## [Kegiatan]
Ganti "petani" dengan "pekebun" saat Anda menulis ulang bagian teks tentang harga pupuk antara "Momentum Ekspor" dan "kepada harga internasional.", termasuk kedua bagian itu.

## [Teks yang Ditampilkan]
################

Liputan6.com, Jakarta Harga pupuk nonsubsidi di Indonesia tengah naik. Hal ini disebabkan tren harga pupuk internasional juga merangkak naik.
Pengamat pangan IPB sekaligus Ketua Asosiasi Bank Benih dan Teknologi Tani Indonesia (AB2TI) Dwi Andreas Santoso mengatakan harga internasional mengalami lonjakan drastis sejak Mei lalu dan terus bertahan hingga akhir tahun.
Ini disebabkan oleh banyak faktor, antara lain pandemi COVID-19 global dan melonjaknya harga komoditas di pasar Internasional, sehingga turut mempengaruhi harga pokok produksi pupuk di Indonesia.
Advertisement
"Harga pupuk internasional melonjak drastis, dari Mei 2021 sampai hari ini, itu kenaikan sudah tiga kali lipat untuk urea," kata Andreas kepada wartawan, Senin (3/1/2021).
Andreas menyebut seluruh pupuk yang berbasis urea seperti diamonium fosfat atau DAP yang naik 2,6 kali lipat, pun dengan amonium sulfat atau ZA.
Andreas menyampaikan kenaikan harga urea tak lepas dari meningkatnya harga gas yang naik sembilan kali lipat menjadi sekitar USD 25 per MMBTU dari yang sebelumnya sekitar USD 3 per MMBTU.
Andreas menilai harga pupuk nonsubsidi pun terkena imbas dari kondisi harga internasional. Meski begitu, Andreas menilai kenaikan harga pupuk non subsidi dalam negeri tidak setinggi harga internasional.
"Kenaikan bahan baku urea yakni gas luar biasa tinggi sehingga mendongkrak harga pupuk, sehingga harapan kita dalam beberapa bulan harga gas alam akan turun, dan kalau harga gas alam turun barangkali pupuk terutama yang berbasis nitrogen akan turun," katanya.
* Untuk mengetahui kebenaran informasi yang beredar, silakan WhatsApp ke nomor 0811 9787 670 hanya dengan ketik kata kunci yang diinginkan.
Momentum Ekspor
Sejatinya bagi para produsen pupuk, saat ini menjadi momen yang tepat untuk melakukan ekspor. Sebab, harga urea sudah sekitar USD 1.000 per ton.
Namun demikian, dikatakan Andreas produsen pupuk dalam negeri telah berusaha menetapkan harga yang terjangkau demi memenuhi kebutuhan pupuk para petani.
Oleh karena itu, Dirinya pun menyebut produsen pupuk tidak bisa menurunkan harga khususnya non subsidi lantaran mengacu kepada harga internasional.

################

## [Catatan yang Tersedia]
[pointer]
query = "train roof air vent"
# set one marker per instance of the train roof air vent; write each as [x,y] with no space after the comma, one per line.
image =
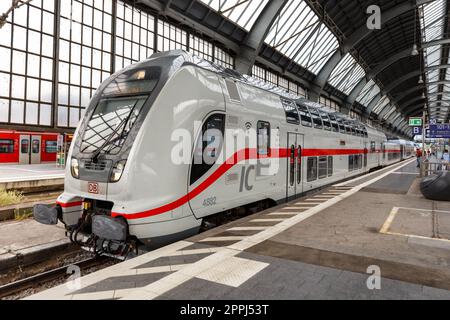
[233,91]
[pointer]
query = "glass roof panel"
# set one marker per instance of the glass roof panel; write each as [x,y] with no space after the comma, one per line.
[242,12]
[299,34]
[347,74]
[368,93]
[381,104]
[433,20]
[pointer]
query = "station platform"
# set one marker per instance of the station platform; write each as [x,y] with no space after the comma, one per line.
[30,177]
[27,242]
[323,246]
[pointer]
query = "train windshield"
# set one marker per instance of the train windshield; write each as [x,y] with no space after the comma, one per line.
[133,82]
[110,124]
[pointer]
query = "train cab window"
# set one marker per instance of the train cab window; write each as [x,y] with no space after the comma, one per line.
[51,146]
[334,124]
[305,116]
[311,169]
[317,120]
[208,147]
[330,166]
[6,146]
[323,170]
[24,146]
[341,125]
[291,111]
[263,138]
[326,121]
[35,146]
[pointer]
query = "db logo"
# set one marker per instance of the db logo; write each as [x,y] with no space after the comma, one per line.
[93,187]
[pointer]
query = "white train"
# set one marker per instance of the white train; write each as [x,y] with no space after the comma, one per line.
[122,184]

################

## [Ruang Jawaban]
Momentum Ekspor
Sejatinya bagi para produsen pupuk, saat ini menjadi momen yang tepat untuk melakukan ekspor. Sebab, harga urea sudah sekitar USD 1.000 per ton.
Namun demikian, dikatakan Andreas produsen pupuk dalam negeri telah berusaha menetapkan harga yang terjangkau demi memenuhi kebutuhan pupuk para pekebun.
Oleh karena itu, Dirinya pun menyebut produsen pupuk tidak bisa menurunkan harga khususnya non subsidi lantaran mengacu kepada harga internasional.